Extract:

Okay, I think I’ve got a sense of what Apple might do for an iWatch. This has taken me a while. But, now we’ve seen a majority of the smartwatches other companies like Samsung, LG, Pebble and Basis have put out. And, Apple's most recent major hire is a dead giveaway.
The recent Android-based smartwatches are most interesting here, but they are all clunky, notification-based and meant for a male wrist. None of them would tempt a non-nerd, non-watch-wearing consumer to change their habits. The Moto 360, with its round face comes closest, but it has the thickish, oversized look of geek apparel.
On the fitness side, Jawbone, Shine and Fitbit have compelling products, but none replace a watch, they just occupy the other wrist.
And we’ve also got a sense, from it hires and ads, about where Apple’s interests lie. Clearly biometrics are important, as the recent announcement of the Healthkit app, the recent “Powerful” ads series and the hiring of medical experts on biometric measurement demonstrate.
But, most interesting was the announcement this week that Apple is now the employer of Patrick Pruniaux, formerly Tag Heuer's vice president of sales and retail. It seems clear that Pruniaux will help launch the iWatch.
And, before Pruniaux, Apple snagged Angela Ahrendts, the former CEO of Burberry, to head up its retail division. Ahrendts turned around the fortunes of the formerly-stuffy Burberry by engineering a shift into upmarket and trendy.
And, here’s the final piece of the puzzle for me: Jony Ive and his love of miniaturization, Swiss watches and precision metal machining.
I’ve just finished reading Leander Kahney’s biography, Jony Ive: The Genius Behind Apple's Greatest Products. It’s clear that Ive loves the challenge of getting technology into the smallest possible space. And, his position at Apple, even after Steve Job’s death, is such that he can push the company’s engineers to breaking and beyond to serve design.
He was also the champion of making use of computer numerical control (CNC) milling machines to carve complex housing for iPhones and Macbooks out of single slabs of aluminium. It was a "unibody" technique he perfected after observing how high-end Swiss watch manufacturers used it to produce precision casings for their exquisitely-detailed, limited edition chronometers. You know, companies like Tag Heuer.

Exercise description: Continue the piece on what Apple might do for an iWatch, starting right after its final sentence.

(Referring expression data)

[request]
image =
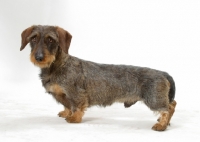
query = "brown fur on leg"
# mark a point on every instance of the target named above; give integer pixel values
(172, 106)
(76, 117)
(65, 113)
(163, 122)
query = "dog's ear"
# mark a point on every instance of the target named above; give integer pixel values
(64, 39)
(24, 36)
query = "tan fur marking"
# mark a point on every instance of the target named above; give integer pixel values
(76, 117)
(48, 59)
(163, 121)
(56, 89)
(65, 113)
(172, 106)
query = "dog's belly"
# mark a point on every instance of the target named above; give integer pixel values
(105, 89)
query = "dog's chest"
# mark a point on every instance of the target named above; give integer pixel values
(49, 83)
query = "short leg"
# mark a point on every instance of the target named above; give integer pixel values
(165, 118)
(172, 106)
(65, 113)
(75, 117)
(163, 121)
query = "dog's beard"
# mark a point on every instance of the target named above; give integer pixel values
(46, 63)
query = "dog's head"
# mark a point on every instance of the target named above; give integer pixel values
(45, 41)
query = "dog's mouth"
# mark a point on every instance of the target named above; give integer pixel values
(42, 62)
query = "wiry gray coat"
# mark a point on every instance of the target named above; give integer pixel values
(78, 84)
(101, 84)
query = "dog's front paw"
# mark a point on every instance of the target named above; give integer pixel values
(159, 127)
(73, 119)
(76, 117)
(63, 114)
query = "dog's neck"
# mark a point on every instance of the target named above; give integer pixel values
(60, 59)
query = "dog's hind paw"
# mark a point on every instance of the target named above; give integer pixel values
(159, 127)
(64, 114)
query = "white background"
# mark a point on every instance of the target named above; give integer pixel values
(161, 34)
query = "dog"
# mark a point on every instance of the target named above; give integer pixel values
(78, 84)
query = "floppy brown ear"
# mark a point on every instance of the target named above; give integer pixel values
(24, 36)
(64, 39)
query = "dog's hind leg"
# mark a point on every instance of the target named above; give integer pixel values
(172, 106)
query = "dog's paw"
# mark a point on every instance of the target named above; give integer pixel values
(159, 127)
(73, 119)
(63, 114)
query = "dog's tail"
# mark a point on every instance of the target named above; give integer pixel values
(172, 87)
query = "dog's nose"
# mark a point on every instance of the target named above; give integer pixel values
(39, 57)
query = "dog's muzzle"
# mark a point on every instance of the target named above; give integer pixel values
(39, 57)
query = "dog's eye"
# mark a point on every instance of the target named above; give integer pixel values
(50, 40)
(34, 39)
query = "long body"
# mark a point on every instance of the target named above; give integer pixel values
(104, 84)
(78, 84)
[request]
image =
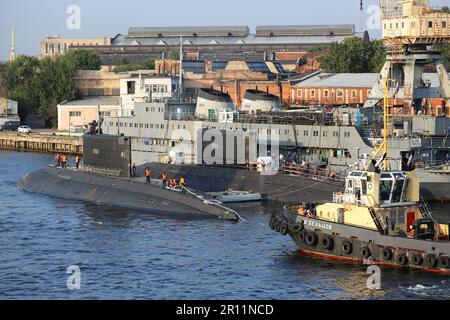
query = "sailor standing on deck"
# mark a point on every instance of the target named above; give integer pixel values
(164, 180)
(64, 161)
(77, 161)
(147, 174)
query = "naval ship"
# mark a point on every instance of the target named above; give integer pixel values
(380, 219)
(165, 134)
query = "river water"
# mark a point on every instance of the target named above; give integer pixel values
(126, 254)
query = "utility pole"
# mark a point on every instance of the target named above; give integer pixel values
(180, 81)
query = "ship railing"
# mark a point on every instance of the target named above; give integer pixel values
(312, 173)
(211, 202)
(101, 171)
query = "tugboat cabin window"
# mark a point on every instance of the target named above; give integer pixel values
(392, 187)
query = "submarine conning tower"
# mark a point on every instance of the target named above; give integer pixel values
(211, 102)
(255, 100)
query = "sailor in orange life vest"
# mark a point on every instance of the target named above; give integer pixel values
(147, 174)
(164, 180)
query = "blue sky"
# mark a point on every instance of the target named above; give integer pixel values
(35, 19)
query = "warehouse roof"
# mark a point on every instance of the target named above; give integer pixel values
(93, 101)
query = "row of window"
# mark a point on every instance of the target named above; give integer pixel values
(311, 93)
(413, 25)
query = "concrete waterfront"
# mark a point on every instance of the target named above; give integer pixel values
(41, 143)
==
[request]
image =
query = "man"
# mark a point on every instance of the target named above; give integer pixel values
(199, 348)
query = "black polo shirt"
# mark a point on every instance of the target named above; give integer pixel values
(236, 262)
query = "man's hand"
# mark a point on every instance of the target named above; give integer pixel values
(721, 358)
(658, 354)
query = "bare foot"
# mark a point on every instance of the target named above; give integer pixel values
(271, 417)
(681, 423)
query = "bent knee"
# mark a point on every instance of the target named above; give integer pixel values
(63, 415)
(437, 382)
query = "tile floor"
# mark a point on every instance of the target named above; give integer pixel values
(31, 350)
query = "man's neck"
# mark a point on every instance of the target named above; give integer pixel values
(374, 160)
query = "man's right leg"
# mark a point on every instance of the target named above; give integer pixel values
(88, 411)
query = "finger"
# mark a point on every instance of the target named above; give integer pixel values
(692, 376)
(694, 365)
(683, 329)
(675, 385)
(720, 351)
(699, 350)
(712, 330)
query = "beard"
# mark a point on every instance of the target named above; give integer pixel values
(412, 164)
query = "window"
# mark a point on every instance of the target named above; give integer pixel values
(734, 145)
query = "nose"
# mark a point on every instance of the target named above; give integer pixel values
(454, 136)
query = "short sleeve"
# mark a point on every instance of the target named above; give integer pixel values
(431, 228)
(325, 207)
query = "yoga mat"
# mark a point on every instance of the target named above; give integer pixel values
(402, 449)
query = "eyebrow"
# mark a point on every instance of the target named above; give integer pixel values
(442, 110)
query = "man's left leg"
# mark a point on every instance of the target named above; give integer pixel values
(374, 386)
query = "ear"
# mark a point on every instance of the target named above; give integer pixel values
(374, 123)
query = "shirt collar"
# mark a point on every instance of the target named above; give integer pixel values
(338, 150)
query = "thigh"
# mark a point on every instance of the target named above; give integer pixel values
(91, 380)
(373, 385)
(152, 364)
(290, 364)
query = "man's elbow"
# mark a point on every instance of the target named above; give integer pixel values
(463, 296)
...
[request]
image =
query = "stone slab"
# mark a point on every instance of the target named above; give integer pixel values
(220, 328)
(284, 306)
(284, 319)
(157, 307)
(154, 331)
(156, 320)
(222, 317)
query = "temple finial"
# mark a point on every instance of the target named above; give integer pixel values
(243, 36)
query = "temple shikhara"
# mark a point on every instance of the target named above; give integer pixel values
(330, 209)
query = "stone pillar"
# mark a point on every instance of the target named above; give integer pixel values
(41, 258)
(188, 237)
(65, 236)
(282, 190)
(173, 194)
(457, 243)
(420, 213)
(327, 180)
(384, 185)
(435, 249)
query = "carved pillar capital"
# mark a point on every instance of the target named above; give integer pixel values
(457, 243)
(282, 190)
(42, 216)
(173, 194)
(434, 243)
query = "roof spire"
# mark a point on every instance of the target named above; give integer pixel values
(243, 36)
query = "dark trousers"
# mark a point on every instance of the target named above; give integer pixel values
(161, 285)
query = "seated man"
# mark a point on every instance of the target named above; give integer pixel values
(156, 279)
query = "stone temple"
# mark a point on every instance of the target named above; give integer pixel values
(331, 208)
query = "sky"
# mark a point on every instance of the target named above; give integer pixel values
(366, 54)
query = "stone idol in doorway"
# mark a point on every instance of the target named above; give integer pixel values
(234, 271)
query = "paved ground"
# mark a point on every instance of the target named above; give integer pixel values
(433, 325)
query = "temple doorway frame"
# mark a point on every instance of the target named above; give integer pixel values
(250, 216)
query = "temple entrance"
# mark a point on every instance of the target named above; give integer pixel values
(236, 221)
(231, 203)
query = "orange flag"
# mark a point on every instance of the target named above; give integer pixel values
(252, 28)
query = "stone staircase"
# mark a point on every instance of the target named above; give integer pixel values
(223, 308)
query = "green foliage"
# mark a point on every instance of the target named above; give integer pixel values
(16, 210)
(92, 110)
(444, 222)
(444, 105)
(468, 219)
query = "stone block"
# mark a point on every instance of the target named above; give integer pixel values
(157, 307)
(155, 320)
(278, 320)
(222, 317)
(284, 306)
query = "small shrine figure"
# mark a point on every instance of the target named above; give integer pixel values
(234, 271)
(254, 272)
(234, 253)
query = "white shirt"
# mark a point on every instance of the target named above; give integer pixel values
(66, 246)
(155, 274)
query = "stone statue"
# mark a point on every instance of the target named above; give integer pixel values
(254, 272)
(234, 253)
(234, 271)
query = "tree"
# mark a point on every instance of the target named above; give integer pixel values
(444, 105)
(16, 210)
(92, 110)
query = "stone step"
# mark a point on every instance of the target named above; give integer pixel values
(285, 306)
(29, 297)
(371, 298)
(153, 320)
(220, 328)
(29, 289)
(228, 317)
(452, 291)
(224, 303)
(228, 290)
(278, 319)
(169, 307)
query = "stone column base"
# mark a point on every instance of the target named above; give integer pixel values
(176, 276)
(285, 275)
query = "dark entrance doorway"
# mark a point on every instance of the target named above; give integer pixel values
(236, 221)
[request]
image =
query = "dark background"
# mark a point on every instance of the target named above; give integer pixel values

Response area:
So, here’s my theory. In order for Apple to seriously consider making an iWatch, it would need to be the same kind of product the Macintosh, the iPod and the iPhone were - category changers. None of the existing smartwatches come near that. They don’t reimagine the watch, and they aren’t fashionable enough to appeal to a broad group of users.
I think the iWatch will be. I am hopeful that the iWatch will become as revolutionary as the iPhone. I think with Ive’s design genius, the deep, cross-device integration now possible in iOS and the advances in chip fabrication, battery life and CNC milling, Ahrendts’ retail smarts and Pruniaux’s ability to sell high-end fashion masterpieces, we will see the birth of a beautiful wrist computer. It will be both a biometric miracle and a piece of jewelry men and women will covet. It might be to the iPhone what the iPhone was to the laptop.
And, I can’t imagine it being a single device. I think we should think instead of a line of Apple iWatches, of different sizes, features and casings. Watches that will give both Swatch and Tag Heurer a run for their money.
I could be totally wrong, but my gut sense tells me Apple plans to knock this out of the park. If they do Samsung, Motorola and Google will all look like punters who reached for the early geek win instead of taking hold the the general public’s wrist and wrapping the future around it.